● TASK OBJECTIVE
Print every line of the items below without changing anything.

begin RECORDS PROVIDED

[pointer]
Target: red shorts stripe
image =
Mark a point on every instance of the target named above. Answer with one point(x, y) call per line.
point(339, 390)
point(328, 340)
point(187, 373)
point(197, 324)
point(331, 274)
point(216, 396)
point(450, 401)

end RECORDS PROVIDED

● RESULT OF THE TASK
[pointer]
Target: red shorts stripe
image =
Mark a point on every instance of the target named above. Answer with one point(x, y) call per line.
point(339, 390)
point(328, 340)
point(187, 373)
point(197, 324)
point(331, 274)
point(216, 396)
point(450, 401)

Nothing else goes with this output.